Although “The Daily Show” is generally consumed as a once-a-day experience, the political offenses and media misdeeds it chronicles are a 24-hour phenomenon, as any glance at your Facebook or Twitter feed will tell you.
Now, as this Comedy Central news satire show prepares for its next incarnation after the departure of longtime host Jon Stewart, it plans to expand production on original content for digital platforms beyond its traditional television format.
To that end, Comedy Central announced recently that it has hired Baratunde Thurston, the author (“How to Be Black”), humorist and social activist, as a supervising producer at “The Daily Show” to oversee the digital content it will create under the incoming host Trevor Noah.
Thurston, who has previously worked as director of digital for The Onion, the parody news site (and has appeared as a panelist on Comedy Central’s “The Nightly Show,” hosted by Larry Wilmore), said in an interview that he will be part of a “Daily Show” team that will help the program embrace what he wryly described as “all this media that has become highly fragmented and swipe-able and annoying in ways that Edward R. Murrow could never have imagined.”

[Referring expression data]
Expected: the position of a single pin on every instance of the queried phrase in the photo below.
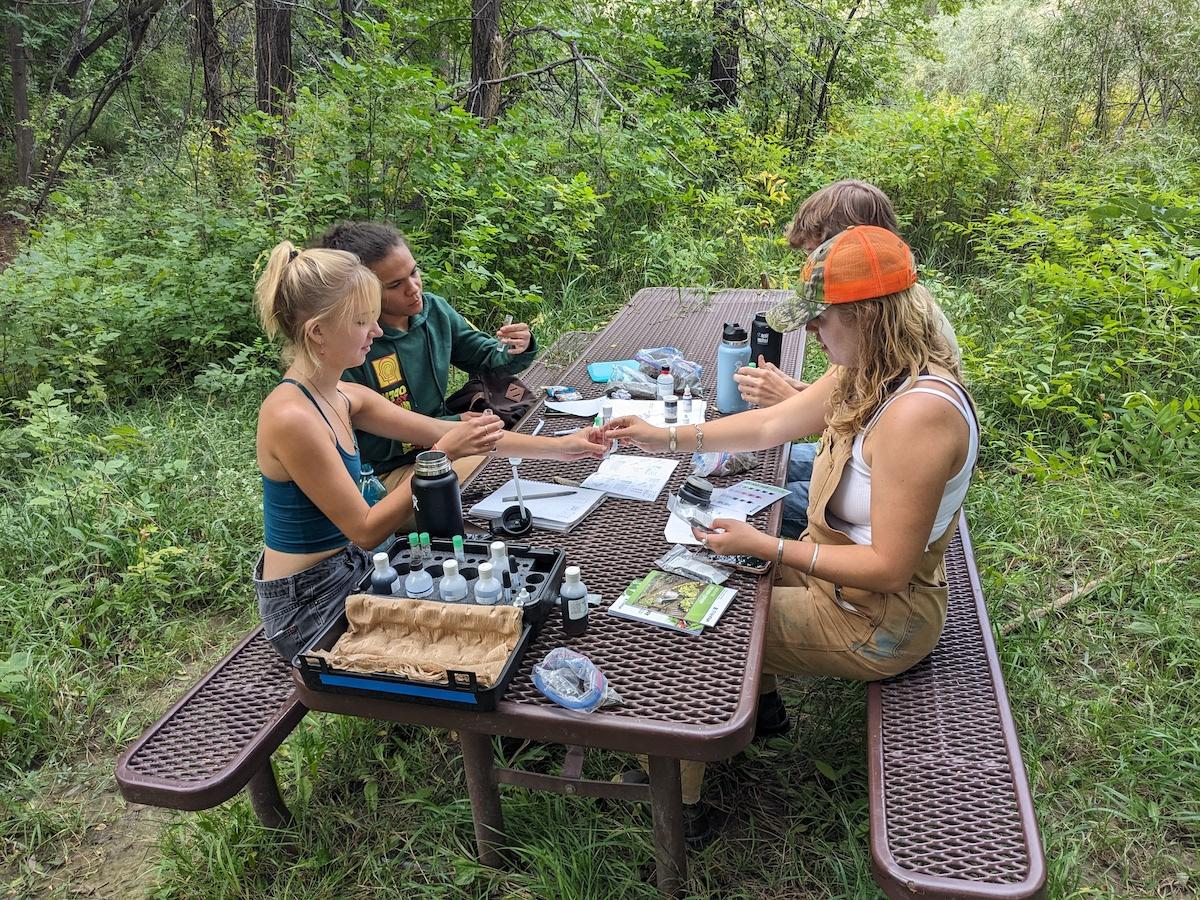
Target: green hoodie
(412, 369)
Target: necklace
(334, 409)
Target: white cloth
(850, 507)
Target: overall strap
(312, 400)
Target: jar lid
(696, 491)
(432, 462)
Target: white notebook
(561, 513)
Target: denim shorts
(298, 607)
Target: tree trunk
(347, 9)
(486, 48)
(723, 71)
(23, 130)
(274, 85)
(210, 58)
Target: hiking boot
(772, 718)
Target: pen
(543, 496)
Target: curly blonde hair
(899, 336)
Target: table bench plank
(951, 809)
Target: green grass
(1104, 693)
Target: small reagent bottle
(453, 587)
(418, 583)
(665, 382)
(384, 580)
(574, 603)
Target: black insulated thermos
(437, 503)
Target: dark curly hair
(370, 241)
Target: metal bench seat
(951, 809)
(219, 738)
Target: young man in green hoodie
(423, 336)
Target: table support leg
(666, 808)
(485, 797)
(265, 798)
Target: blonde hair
(899, 336)
(835, 208)
(300, 287)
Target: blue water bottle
(731, 355)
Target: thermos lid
(697, 491)
(432, 462)
(733, 333)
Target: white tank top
(850, 507)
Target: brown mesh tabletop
(685, 696)
(951, 807)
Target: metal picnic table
(685, 697)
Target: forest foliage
(1044, 160)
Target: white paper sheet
(635, 478)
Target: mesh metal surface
(952, 805)
(659, 673)
(237, 702)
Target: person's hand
(474, 437)
(637, 432)
(731, 538)
(767, 384)
(585, 444)
(517, 336)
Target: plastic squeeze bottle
(574, 603)
(384, 580)
(685, 406)
(732, 353)
(487, 588)
(453, 587)
(418, 583)
(665, 382)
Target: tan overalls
(820, 628)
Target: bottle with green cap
(418, 583)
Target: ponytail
(303, 286)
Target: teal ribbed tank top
(292, 523)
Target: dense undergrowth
(131, 370)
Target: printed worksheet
(635, 478)
(748, 497)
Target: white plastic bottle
(574, 599)
(418, 583)
(487, 588)
(665, 382)
(453, 586)
(499, 555)
(384, 580)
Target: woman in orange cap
(862, 594)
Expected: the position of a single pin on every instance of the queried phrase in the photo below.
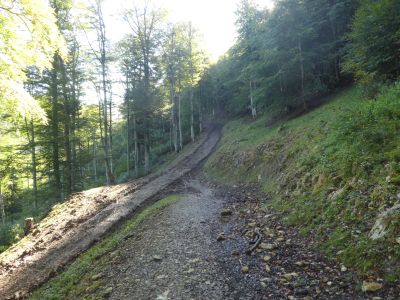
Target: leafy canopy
(28, 37)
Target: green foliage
(332, 171)
(292, 54)
(374, 42)
(28, 36)
(76, 281)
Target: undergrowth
(332, 171)
(81, 279)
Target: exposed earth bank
(202, 247)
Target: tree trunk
(173, 118)
(94, 159)
(34, 171)
(3, 211)
(192, 135)
(128, 150)
(146, 151)
(54, 126)
(302, 75)
(180, 123)
(67, 128)
(252, 104)
(135, 137)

Required actions —
[1] According to the passage on "The Daily Show," what position was Baratunde Thurston hired for?
[2] Summarize the passage on "The Daily Show" in two sentences.
[3] Continue the passage on "The Daily Show" from its final sentence.

Answers for the tasks —
[1] He was hired as a supervising producer at "The Daily Show" to oversee its digital content under incoming host Trevor Noah.

[2] As "The Daily Show" prepares for a new era after Jon Stewart's departure, Comedy Central plans to expand its original content for digital platforms beyond television. To lead that effort, it has hired author, humorist, and former Onion director of digital Baratunde Thurston as a supervising producer overseeing digital content under incoming host Trevor Noah.

[3]
“There’s more to what ‘The Daily Show’ can make than what people have seen,” Thurston added. “This is a 21-and-a-half-minute show that airs on a box in your house, and it can also be a great experience on these other platforms.”
The online virality of content created for television has become increasingly crucial to the success of late-night franchises like NBC’s “Tonight” show and ABC’s “Jimmy Kimmel Live.” This summer, Stephen Colbert and his incoming colleagues at “The Late Show” have been experimenting with original online content, including videos and podcasts, even before they take over that CBS late-night program later this month.
Thurston acknowledged that “every form of life is having to adapt to these shifts” in technology and media.
He said the coming changes at “The Daily Show” reflected a broadening of that program’s focus that audiences will start to see when Noah becomes its anchor on Sept. 28.